=== Provided records ===

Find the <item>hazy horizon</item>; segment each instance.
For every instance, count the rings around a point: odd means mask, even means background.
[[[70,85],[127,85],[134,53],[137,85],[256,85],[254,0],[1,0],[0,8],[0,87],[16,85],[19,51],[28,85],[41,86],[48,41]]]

===
=== Provided records ===

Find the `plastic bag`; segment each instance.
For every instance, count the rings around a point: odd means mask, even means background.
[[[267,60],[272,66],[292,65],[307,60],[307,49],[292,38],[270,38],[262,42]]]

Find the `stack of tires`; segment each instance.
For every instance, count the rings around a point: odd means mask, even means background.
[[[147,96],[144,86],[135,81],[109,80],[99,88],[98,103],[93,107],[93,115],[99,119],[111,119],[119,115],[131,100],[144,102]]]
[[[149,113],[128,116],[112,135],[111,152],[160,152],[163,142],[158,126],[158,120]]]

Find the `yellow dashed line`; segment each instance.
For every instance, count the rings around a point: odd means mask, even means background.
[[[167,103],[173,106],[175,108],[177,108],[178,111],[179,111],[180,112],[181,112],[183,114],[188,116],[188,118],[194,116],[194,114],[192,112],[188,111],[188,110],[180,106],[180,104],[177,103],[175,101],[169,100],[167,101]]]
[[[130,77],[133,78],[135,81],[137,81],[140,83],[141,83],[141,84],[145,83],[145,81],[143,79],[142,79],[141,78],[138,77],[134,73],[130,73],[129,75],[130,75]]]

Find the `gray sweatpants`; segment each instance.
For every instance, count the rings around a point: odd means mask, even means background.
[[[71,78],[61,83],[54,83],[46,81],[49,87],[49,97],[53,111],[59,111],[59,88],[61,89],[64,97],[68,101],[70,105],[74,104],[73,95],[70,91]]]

===

## Given request
List every line of the records that contains the word "segment", treating uppercase and lowercase letters as different.

## The solution
Find the <item>hazy horizon</item>; segment each instance.
Find the `plastic bag`; segment each instance.
Find the `stack of tires`; segment each instance.
Find the `yellow dashed line`; segment each instance.
Find the `gray sweatpants`; segment each instance.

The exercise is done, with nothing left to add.